Zacheaus Somorin with agency reports
Nearly 350 dead bodies were buried in a mass grave in Kaduna, after clashes between the army and supporters of a Shiite cleric, a public official has told an inquiry into the unrest.
The testimony of Muhammad Namadi Musa, the director-general of the Kaduna State Interfaith Bureau, lends weight to claims that at least 300 people were killed in the violence in December last year.
The clashes came after the army said supporters of the cleric Ibrahim Zakzaky, who heads the Islamic Movement of Nigeria (IMN) group, tried to kill the chief of army staff.
Zakzaky has not been seen since his home and the IMN mosque in Zaria, Kaduna state, were destroyed, prompting calls for his release and criticism that the government is flouting due process.
Musa said on Tuesday that he received a telephone call on December 13 requesting him to go to the state government headquarters in Kaduna city. He told the hearing he was then ordered to travel to Zaria with the Kaduna state commissioner of police “to find out the number of corpses and how they would be buried”.
At the Ahmadu Bello University Teaching Hospital (ABUTH) “we counted 156 corpses”, while 191 others were collected from the army base in Zaria, he said. “Most corpses were covered with black materials and they included women and children,” he told the inquiry, saying the bodies were transported for burial in a convoy of trucks with military escort.
Earlier, the secretary to the Kaduna state government, Lawal Balarabe Abbas, said the mass burial was authorised by “a warrant obtained from a chief magistrates’ court in Kaduna”. Nigeria’s military, which has been accused of human rights abuses against civilians in the insurgency by Sunni Muslim jihadists Boko Haram, has said its troops acted appropriately.

## WORK INSTRUCTION 1:
Check the article on the Kaduna mass grave against these statements, answering yes or no for each and quoting the words that settle it: (a) 191 bodies were collected from the army base in Zaria; (b) a federal high court authorized the mass burial; (c) Zakzaky has been seen since his home was destroyed.
## WORK INSTRUCTION 2:
Resume the article on the Kaduna mass grave, starting after its final sentence.

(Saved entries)
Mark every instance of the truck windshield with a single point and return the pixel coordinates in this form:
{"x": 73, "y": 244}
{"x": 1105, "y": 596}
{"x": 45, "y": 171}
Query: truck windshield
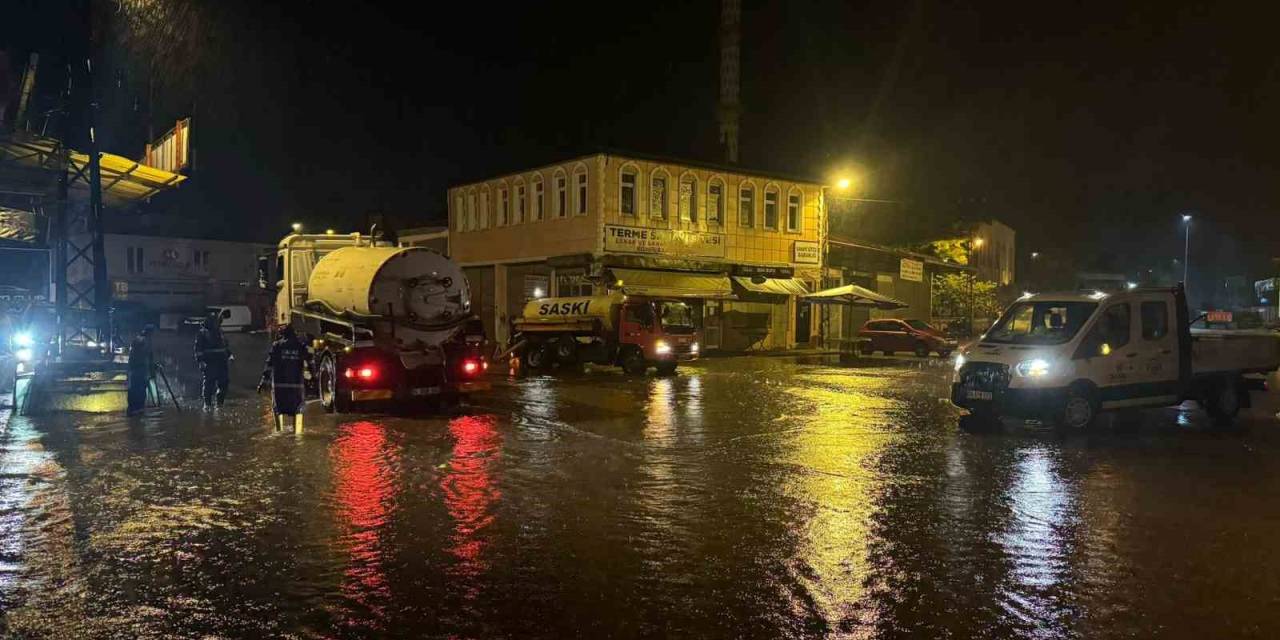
{"x": 677, "y": 314}
{"x": 1041, "y": 323}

## RESPONSE BOX 1:
(a) Yes: "191 others were collected from the army base in Zaria"
(b) No: "a warrant obtained from a chief magistrates’ court in Kaduna"
(c) No: "Zakzaky has not been seen since his home and the IMN mosque in Zaria, Kaduna state, were destroyed"

## RESPONSE BOX 2:
Chief of Army Staff General, Tukur Yusuf Buratai, in January told a separate inquiry by the National Human Rights Commission, that soldiers “acted in accordance to the rule of engagement” and their orders.
No official death toll has been released but Human Rights Watch has said “at least 300” were killed and Amnesty International put the figures at “hundreds”. The Nigerian army said that the high death toll numbers were “unsubstantiated.”
One medic at ABUTH told AFP in January that he counted at least 400 bodies in the morgue on the evening of December 12 while locals said as many bodies were also littered on the streets. The IMN has said some 730 members were unaccounted for, “either killed by the army or… in detention”.
In February, prosecutors said 191 IMN supporters in custody were charged with firearms and public order offences. Zakzaky and the IMN have previously clashed with Nigeria’s secular authorities over their quest to establish an Islamic state through an Iranian-style revolution. The cleric has periodically been incarcerated for alleged incitement and subversion.